• DOCUMENT SEGMENT:
[Begin]

What It's About
A bartender-turned-artist sees opportunity in spilled ink.
Business Model
Skills Required
Complexity
Profit Potential
Words of Wisdom
Ursula quickly realized the work she was creating, and the work collectors wanted to buy, weren’t the same. “Instead of figures and hands, they had landscapes and surreal pieces,” she said. “No one wants to look a painting in the eye.” But instead of giving up and walking away defeated, she drew on her experiences in high school and art college to help her update her style and bring it more in-line with what customers wanted.
Moral of the story—when creating something that you'd like others to buy (whether artwork or a product) make sure that it's something your customer is actually wanting to buy. Sure, you can make something that you need, but if you're planning on making it successful, make sure that it's useful for others as well.
Fun Fact
Ursula Barton has built her entire art career on spilt ink. During a particularly trying period in her early 20s, she found herself broke and in the middle of a creative dry spell. In a fit of desperation, she spent the last $100 she had to her name on expensive ink and watercolor paper hoping to gain control over her creative muse. Unfortunately, disaster struck when she knocked her new ink all over her brand new watercolor paper.

[End]

• RAW RECORDS:
[Begin]

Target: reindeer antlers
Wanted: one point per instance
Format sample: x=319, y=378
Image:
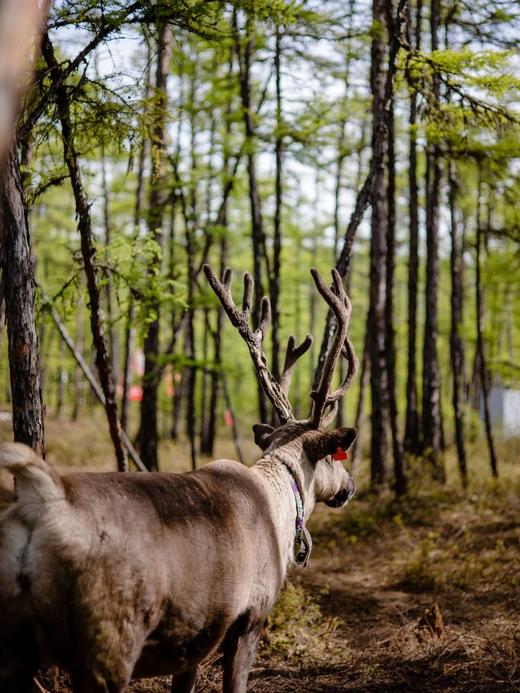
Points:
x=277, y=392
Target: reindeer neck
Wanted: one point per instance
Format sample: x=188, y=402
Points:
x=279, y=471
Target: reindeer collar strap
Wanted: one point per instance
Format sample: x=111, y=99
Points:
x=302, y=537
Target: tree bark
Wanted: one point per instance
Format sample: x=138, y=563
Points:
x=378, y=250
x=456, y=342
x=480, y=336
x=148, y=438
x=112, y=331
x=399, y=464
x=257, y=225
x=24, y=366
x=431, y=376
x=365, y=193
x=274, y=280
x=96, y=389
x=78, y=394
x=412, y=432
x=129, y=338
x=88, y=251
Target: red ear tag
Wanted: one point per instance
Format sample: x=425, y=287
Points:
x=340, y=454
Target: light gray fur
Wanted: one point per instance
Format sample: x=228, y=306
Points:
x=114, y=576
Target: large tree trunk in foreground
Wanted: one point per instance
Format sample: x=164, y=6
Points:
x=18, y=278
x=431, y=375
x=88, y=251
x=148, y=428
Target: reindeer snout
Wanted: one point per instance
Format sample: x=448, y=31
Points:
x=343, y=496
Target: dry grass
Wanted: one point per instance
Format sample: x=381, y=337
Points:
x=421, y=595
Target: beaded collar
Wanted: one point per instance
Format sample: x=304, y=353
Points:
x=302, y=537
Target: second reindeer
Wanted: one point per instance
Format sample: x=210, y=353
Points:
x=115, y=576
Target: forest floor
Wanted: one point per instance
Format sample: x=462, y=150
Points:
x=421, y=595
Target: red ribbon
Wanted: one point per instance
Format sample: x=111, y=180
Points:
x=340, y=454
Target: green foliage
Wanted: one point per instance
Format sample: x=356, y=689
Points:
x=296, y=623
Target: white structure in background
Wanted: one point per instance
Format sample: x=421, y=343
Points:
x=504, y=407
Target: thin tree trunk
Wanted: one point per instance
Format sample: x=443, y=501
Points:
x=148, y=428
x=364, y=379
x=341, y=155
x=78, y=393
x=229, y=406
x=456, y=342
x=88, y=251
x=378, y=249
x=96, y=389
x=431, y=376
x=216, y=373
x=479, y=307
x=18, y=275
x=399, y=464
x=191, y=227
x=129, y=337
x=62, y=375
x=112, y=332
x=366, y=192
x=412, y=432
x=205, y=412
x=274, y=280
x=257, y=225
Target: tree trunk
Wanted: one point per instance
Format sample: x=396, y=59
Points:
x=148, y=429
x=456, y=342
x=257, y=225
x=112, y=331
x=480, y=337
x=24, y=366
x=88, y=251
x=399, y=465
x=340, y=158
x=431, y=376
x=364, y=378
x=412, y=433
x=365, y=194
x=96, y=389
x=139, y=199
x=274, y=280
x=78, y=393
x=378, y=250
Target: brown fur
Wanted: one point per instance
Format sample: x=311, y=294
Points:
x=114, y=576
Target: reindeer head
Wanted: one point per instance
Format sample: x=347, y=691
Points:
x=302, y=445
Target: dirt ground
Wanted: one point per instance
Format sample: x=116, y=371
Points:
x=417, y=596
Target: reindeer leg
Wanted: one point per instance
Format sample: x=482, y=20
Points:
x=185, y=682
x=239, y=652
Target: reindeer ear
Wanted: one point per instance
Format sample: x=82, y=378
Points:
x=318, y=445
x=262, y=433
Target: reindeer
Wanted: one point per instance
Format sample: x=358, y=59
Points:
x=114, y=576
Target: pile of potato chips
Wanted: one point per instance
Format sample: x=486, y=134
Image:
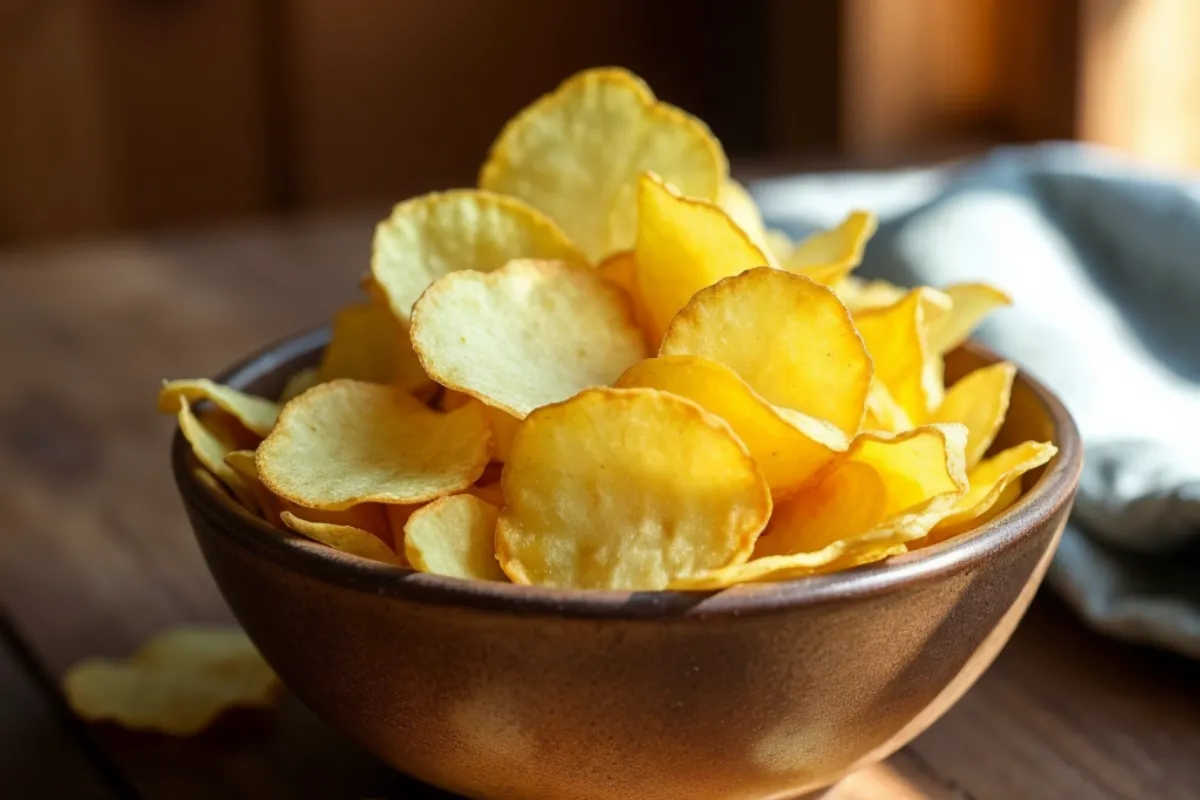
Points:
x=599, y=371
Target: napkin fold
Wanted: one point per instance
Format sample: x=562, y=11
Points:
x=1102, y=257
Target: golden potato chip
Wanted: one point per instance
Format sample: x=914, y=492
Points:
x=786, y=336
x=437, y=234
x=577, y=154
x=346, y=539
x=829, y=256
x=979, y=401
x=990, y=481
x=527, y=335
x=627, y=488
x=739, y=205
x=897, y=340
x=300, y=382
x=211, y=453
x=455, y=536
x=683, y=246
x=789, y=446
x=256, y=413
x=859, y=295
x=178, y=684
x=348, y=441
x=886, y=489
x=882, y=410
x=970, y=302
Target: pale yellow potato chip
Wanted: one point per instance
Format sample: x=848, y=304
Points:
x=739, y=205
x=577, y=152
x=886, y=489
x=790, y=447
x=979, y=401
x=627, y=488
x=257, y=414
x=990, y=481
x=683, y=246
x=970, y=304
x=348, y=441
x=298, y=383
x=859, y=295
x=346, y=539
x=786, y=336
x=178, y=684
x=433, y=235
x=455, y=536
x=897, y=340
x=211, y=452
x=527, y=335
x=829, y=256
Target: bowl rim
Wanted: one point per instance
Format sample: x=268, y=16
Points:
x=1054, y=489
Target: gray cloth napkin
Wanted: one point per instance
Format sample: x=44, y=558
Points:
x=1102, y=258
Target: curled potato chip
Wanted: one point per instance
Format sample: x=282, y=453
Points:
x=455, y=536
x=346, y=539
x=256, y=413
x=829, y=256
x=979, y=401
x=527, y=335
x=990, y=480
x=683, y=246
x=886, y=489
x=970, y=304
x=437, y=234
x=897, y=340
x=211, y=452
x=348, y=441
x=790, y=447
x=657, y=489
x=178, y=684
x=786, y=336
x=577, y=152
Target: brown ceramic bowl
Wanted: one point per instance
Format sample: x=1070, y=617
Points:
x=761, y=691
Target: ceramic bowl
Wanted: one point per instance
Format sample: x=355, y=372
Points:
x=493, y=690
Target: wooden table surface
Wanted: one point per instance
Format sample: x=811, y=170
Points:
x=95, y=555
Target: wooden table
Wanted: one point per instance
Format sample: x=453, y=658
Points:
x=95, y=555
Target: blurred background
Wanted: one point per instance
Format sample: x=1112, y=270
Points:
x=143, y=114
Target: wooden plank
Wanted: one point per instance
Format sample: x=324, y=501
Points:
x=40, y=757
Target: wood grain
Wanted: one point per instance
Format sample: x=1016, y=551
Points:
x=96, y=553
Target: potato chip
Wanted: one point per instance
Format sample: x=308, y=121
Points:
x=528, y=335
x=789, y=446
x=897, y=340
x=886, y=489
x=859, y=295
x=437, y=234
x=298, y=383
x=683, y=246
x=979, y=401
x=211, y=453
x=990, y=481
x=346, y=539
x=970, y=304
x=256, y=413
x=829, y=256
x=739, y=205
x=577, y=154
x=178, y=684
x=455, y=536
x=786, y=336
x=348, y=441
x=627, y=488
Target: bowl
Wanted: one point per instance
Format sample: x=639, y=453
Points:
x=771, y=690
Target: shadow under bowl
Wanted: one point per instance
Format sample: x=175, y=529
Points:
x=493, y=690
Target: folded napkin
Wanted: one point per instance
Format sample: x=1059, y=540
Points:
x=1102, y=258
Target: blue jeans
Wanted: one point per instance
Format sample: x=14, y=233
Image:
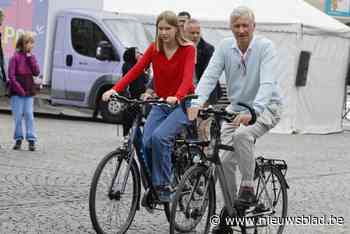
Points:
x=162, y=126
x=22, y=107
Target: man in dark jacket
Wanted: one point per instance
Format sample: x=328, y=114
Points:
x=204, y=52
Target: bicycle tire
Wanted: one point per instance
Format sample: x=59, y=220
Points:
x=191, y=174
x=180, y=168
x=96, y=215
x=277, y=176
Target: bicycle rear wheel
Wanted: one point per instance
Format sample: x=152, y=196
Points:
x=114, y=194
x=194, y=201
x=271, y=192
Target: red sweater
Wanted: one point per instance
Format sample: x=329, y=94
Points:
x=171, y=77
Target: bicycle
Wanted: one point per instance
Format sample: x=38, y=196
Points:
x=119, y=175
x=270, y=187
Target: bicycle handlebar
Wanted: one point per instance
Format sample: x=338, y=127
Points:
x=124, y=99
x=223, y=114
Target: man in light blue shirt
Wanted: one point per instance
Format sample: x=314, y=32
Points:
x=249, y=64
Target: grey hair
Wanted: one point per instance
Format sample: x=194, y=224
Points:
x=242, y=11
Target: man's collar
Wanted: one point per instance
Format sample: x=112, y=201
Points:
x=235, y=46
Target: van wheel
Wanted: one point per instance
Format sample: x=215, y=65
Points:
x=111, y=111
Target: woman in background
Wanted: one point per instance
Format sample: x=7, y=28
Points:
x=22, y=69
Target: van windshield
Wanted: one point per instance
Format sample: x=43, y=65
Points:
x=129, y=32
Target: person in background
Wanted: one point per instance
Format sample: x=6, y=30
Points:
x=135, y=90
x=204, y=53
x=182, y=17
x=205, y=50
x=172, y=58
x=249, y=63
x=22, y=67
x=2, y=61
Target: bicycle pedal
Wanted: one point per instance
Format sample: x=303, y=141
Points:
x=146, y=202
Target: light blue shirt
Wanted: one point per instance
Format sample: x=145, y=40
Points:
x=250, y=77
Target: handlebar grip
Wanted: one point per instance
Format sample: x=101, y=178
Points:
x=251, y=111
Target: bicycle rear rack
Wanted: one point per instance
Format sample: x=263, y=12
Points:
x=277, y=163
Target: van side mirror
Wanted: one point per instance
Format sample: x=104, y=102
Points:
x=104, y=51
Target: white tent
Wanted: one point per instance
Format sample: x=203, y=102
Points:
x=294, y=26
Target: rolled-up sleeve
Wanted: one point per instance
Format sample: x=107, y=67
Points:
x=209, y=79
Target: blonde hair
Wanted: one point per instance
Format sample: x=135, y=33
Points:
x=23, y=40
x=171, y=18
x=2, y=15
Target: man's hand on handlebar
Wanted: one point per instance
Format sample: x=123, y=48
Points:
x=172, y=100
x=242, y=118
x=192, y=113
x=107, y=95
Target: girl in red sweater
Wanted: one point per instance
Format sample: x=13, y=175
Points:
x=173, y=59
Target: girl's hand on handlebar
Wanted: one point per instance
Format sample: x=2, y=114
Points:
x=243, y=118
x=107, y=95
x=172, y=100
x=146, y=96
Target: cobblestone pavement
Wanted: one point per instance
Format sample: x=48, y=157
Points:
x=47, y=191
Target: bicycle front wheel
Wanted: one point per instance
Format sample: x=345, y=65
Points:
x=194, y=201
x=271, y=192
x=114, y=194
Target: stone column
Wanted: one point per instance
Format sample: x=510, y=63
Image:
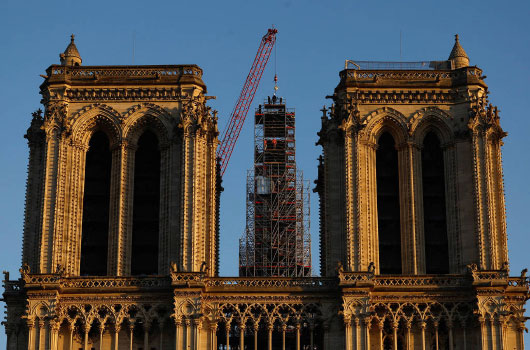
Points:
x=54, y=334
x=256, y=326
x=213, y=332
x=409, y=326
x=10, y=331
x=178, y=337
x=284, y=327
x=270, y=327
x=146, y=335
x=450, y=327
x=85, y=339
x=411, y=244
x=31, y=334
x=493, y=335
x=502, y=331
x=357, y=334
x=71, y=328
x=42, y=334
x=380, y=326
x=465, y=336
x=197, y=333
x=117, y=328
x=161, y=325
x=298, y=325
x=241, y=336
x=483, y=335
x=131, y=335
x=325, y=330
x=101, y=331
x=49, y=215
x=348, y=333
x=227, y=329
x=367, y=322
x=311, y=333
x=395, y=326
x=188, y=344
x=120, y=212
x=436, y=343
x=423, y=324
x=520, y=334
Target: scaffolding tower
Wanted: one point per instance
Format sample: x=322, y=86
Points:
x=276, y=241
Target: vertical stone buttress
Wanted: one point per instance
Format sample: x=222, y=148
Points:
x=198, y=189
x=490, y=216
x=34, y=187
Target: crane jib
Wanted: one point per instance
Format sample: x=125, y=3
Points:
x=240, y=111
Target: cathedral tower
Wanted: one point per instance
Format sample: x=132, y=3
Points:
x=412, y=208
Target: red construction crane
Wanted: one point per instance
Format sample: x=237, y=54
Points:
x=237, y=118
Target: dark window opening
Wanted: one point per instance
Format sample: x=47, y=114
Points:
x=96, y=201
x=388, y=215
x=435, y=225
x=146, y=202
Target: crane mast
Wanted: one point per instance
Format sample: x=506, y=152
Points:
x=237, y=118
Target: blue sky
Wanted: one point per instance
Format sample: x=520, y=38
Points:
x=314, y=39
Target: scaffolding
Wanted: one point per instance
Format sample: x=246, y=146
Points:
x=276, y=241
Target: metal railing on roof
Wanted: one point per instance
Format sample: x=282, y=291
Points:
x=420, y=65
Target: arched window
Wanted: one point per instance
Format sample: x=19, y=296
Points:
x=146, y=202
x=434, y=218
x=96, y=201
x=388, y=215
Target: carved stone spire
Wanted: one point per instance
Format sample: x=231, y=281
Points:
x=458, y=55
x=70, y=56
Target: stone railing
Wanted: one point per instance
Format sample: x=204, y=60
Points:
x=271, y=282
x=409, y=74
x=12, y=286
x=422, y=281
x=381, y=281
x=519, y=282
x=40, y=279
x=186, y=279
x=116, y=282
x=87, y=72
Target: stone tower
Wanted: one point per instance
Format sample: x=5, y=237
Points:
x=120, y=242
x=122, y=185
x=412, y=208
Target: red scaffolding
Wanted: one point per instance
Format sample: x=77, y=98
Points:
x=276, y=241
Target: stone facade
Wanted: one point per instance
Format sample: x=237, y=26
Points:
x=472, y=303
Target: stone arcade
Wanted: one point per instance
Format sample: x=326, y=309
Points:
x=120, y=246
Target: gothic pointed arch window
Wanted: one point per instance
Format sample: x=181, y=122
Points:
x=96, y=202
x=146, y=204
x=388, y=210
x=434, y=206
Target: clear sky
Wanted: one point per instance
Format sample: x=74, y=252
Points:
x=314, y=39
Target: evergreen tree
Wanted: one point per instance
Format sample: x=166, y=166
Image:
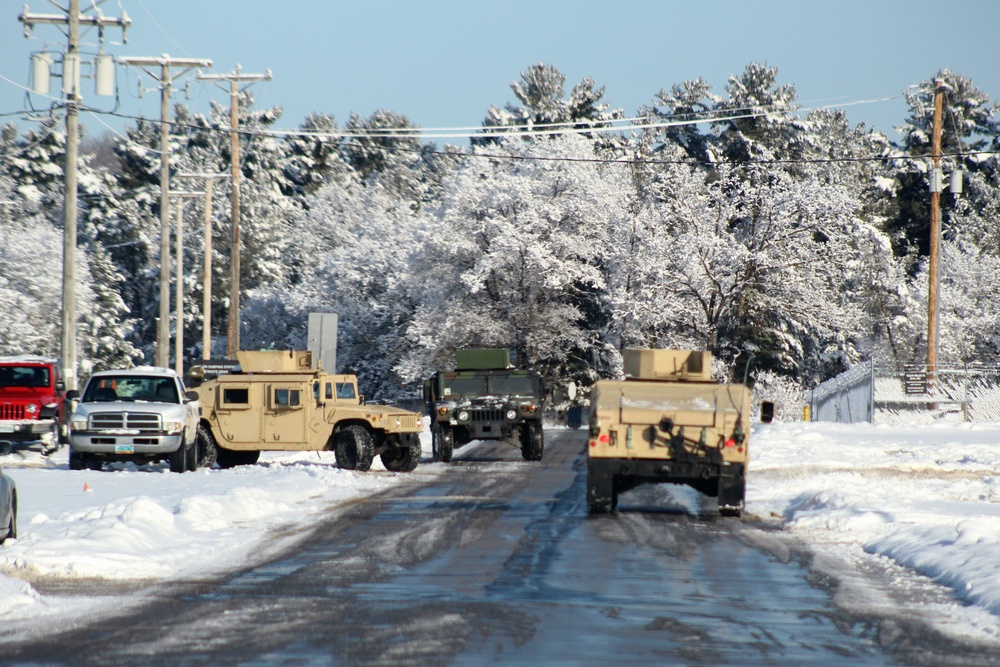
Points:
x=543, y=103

[End]

• EXERCISE:
Copy word for word the part of the piece about Ursula Barton that starts with "Business Model" and ends after "others as well.".

• RESULT:
Business Model
Skills Required
Complexity
Profit Potential
Words of Wisdom
Ursula quickly realized the work she was creating, and the work collectors wanted to buy, weren’t the same. “Instead of figures and hands, they had landscapes and surreal pieces,” she said. “No one wants to look a painting in the eye.” But instead of giving up and walking away defeated, she drew on her experiences in high school and art college to help her update her style and bring it more in-line with what customers wanted.
Moral of the story—when creating something that you'd like others to buy (whether artwork or a product) make sure that it's something your customer is actually wanting to buy. Sure, you can make something that you need, but if you're planning on making it successful, make sure that it's useful for others as well.